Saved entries
☆ ☆ ☆ ☆ ☆

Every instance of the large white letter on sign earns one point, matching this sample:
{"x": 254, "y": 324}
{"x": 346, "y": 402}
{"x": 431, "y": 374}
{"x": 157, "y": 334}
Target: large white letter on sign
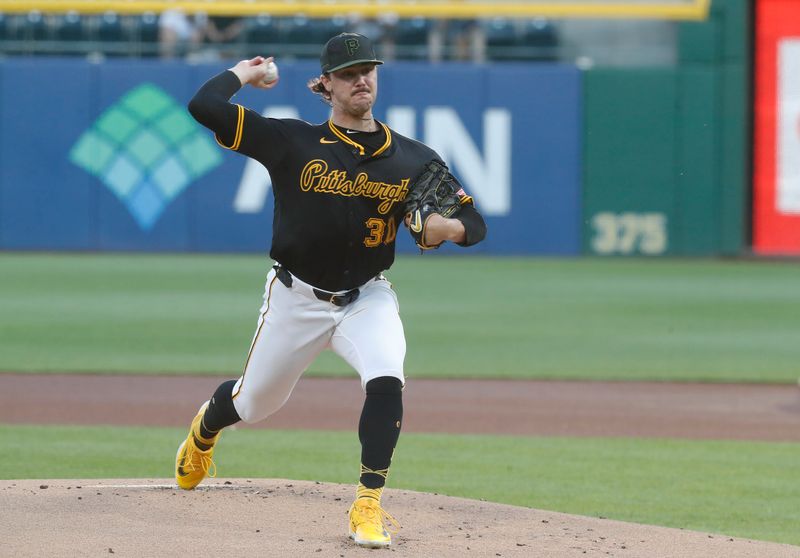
{"x": 787, "y": 153}
{"x": 487, "y": 178}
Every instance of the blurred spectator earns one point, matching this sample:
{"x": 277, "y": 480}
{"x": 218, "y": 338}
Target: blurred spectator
{"x": 379, "y": 30}
{"x": 179, "y": 34}
{"x": 458, "y": 39}
{"x": 221, "y": 31}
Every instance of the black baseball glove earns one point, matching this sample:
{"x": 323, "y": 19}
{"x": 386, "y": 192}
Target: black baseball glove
{"x": 435, "y": 190}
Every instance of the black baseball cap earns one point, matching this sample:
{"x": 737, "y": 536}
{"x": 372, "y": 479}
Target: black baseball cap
{"x": 347, "y": 49}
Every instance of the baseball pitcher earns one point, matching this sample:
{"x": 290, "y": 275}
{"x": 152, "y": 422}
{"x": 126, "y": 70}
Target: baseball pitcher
{"x": 342, "y": 189}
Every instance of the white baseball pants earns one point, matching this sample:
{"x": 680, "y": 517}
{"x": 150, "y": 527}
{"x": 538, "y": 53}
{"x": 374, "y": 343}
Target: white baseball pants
{"x": 295, "y": 326}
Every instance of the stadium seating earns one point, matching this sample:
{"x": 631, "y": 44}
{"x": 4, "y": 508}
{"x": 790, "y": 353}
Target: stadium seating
{"x": 297, "y": 36}
{"x": 411, "y": 37}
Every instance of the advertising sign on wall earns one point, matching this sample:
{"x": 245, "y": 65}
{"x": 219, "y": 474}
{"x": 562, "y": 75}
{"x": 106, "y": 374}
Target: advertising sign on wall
{"x": 112, "y": 160}
{"x": 776, "y": 199}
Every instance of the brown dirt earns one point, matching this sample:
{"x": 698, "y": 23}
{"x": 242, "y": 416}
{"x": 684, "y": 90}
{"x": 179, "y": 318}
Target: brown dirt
{"x": 279, "y": 518}
{"x": 550, "y": 408}
{"x": 268, "y": 517}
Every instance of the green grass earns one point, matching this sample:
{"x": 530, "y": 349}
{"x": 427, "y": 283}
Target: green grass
{"x": 464, "y": 316}
{"x": 746, "y": 489}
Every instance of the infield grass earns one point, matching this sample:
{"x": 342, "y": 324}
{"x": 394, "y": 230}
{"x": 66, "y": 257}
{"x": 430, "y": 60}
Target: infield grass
{"x": 746, "y": 489}
{"x": 701, "y": 320}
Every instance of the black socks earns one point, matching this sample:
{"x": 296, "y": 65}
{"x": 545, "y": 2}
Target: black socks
{"x": 220, "y": 412}
{"x": 379, "y": 429}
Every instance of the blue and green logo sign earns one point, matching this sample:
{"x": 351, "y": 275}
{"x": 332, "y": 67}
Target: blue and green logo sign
{"x": 146, "y": 149}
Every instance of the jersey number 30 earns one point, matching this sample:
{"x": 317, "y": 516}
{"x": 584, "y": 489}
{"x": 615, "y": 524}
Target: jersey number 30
{"x": 380, "y": 231}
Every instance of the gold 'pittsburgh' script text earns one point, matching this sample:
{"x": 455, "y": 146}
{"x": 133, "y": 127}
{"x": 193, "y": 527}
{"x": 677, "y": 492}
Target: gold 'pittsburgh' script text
{"x": 315, "y": 175}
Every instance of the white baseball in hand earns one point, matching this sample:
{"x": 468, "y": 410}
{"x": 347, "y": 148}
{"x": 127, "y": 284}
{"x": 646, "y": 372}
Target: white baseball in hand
{"x": 272, "y": 73}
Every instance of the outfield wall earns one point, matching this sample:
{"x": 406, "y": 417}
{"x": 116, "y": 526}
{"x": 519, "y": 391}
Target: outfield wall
{"x": 633, "y": 161}
{"x": 105, "y": 157}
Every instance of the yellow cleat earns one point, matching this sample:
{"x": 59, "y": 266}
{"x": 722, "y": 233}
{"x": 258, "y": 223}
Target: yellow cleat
{"x": 370, "y": 524}
{"x": 192, "y": 464}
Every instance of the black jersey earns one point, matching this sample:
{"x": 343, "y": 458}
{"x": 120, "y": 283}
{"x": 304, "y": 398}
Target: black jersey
{"x": 338, "y": 195}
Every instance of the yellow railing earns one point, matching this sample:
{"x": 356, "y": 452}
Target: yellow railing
{"x": 641, "y": 9}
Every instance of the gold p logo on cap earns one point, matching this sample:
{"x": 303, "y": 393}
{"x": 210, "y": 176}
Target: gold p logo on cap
{"x": 351, "y": 45}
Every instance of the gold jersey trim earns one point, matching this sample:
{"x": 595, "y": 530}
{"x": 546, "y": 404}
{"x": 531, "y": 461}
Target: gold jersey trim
{"x": 237, "y": 138}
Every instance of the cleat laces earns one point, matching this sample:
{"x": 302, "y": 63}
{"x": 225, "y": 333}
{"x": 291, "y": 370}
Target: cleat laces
{"x": 204, "y": 462}
{"x": 375, "y": 514}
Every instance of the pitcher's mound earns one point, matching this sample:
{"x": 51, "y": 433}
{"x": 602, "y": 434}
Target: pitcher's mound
{"x": 285, "y": 518}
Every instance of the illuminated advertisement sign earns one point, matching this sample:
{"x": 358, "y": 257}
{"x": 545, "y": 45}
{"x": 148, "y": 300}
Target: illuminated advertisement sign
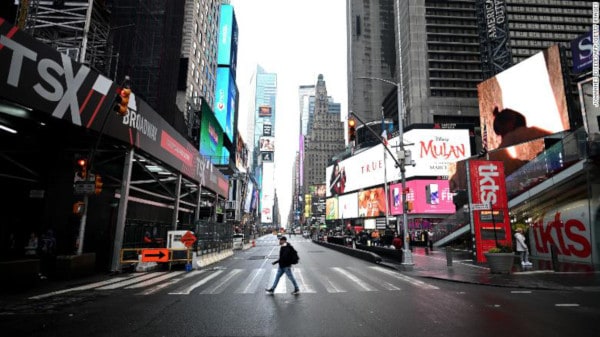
{"x": 524, "y": 102}
{"x": 225, "y": 98}
{"x": 568, "y": 227}
{"x": 581, "y": 49}
{"x": 348, "y": 206}
{"x": 371, "y": 203}
{"x": 427, "y": 196}
{"x": 487, "y": 187}
{"x": 432, "y": 151}
{"x": 331, "y": 209}
{"x": 228, "y": 39}
{"x": 265, "y": 111}
{"x": 268, "y": 192}
{"x": 267, "y": 144}
{"x": 211, "y": 135}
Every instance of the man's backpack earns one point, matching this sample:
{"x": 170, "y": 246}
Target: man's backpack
{"x": 295, "y": 257}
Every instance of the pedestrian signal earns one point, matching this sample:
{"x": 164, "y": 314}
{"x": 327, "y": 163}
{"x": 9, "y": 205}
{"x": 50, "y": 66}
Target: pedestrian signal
{"x": 351, "y": 129}
{"x": 122, "y": 101}
{"x": 98, "y": 184}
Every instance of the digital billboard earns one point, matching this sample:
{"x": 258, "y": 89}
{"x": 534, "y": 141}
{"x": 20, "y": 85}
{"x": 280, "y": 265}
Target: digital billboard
{"x": 228, "y": 39}
{"x": 427, "y": 197}
{"x": 371, "y": 203}
{"x": 524, "y": 102}
{"x": 267, "y": 144}
{"x": 225, "y": 100}
{"x": 348, "y": 206}
{"x": 211, "y": 134}
{"x": 331, "y": 209}
{"x": 265, "y": 111}
{"x": 432, "y": 151}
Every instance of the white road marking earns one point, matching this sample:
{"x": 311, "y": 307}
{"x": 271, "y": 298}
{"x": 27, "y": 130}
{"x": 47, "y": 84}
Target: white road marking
{"x": 84, "y": 287}
{"x": 305, "y": 287}
{"x": 251, "y": 282}
{"x": 188, "y": 290}
{"x": 402, "y": 277}
{"x": 130, "y": 281}
{"x": 354, "y": 279}
{"x": 218, "y": 288}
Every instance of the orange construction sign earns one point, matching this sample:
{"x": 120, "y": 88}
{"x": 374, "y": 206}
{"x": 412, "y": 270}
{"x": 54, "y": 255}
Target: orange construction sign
{"x": 155, "y": 255}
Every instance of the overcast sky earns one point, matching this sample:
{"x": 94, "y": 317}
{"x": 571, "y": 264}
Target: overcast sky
{"x": 297, "y": 40}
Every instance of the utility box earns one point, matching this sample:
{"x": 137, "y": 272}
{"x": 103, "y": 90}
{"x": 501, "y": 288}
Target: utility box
{"x": 174, "y": 239}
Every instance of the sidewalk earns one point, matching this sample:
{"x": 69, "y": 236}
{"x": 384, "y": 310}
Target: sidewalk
{"x": 434, "y": 265}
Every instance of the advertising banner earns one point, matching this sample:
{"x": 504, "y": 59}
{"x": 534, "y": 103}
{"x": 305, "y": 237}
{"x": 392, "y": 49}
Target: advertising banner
{"x": 331, "y": 209}
{"x": 524, "y": 102}
{"x": 264, "y": 111}
{"x": 228, "y": 39}
{"x": 225, "y": 98}
{"x": 567, "y": 227}
{"x": 371, "y": 203}
{"x": 39, "y": 77}
{"x": 432, "y": 150}
{"x": 582, "y": 51}
{"x": 211, "y": 135}
{"x": 487, "y": 187}
{"x": 348, "y": 206}
{"x": 427, "y": 197}
{"x": 267, "y": 144}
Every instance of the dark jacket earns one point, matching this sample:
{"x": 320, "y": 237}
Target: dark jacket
{"x": 285, "y": 256}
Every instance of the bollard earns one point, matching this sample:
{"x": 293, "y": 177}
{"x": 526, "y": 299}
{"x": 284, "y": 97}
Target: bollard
{"x": 554, "y": 257}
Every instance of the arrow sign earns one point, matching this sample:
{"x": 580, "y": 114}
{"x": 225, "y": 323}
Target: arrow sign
{"x": 155, "y": 255}
{"x": 188, "y": 239}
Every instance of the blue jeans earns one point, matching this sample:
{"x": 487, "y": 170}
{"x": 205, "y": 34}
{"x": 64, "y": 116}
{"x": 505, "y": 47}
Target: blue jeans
{"x": 288, "y": 272}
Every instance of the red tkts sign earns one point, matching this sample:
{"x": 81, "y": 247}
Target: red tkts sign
{"x": 488, "y": 186}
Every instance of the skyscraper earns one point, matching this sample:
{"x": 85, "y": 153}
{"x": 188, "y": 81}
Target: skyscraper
{"x": 325, "y": 138}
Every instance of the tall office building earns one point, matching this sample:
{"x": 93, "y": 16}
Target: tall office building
{"x": 371, "y": 53}
{"x": 325, "y": 138}
{"x": 198, "y": 64}
{"x": 440, "y": 51}
{"x": 263, "y": 141}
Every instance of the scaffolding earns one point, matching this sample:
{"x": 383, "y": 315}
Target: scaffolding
{"x": 79, "y": 29}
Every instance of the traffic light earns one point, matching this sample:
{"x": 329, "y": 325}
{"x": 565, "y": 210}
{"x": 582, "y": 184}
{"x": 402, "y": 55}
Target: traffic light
{"x": 122, "y": 101}
{"x": 82, "y": 163}
{"x": 351, "y": 129}
{"x": 98, "y": 181}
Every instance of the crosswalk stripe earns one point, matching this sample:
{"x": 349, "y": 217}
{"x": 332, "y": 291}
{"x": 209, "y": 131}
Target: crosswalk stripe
{"x": 130, "y": 281}
{"x": 154, "y": 280}
{"x": 83, "y": 287}
{"x": 188, "y": 290}
{"x": 354, "y": 279}
{"x": 218, "y": 288}
{"x": 251, "y": 282}
{"x": 161, "y": 286}
{"x": 305, "y": 287}
{"x": 408, "y": 279}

☆ ☆ ☆ ☆ ☆

* _Problem requirements_: Rewrite the lines of the data as a numbered list, starting at the line that contains "Every instance of the crosswalk" and ending at the last line of the data. Include only those lines and leave out any blank ones.

* _Correct response_:
1. Every instance of the crosswalk stripe earns one point, matching this sample:
2. {"x": 349, "y": 217}
3. {"x": 332, "y": 291}
4. {"x": 209, "y": 131}
5. Target: crosswalk stripe
6. {"x": 130, "y": 281}
7. {"x": 154, "y": 280}
8. {"x": 83, "y": 287}
9. {"x": 188, "y": 290}
10. {"x": 354, "y": 279}
11. {"x": 218, "y": 288}
12. {"x": 251, "y": 282}
13. {"x": 161, "y": 286}
14. {"x": 305, "y": 287}
15. {"x": 408, "y": 279}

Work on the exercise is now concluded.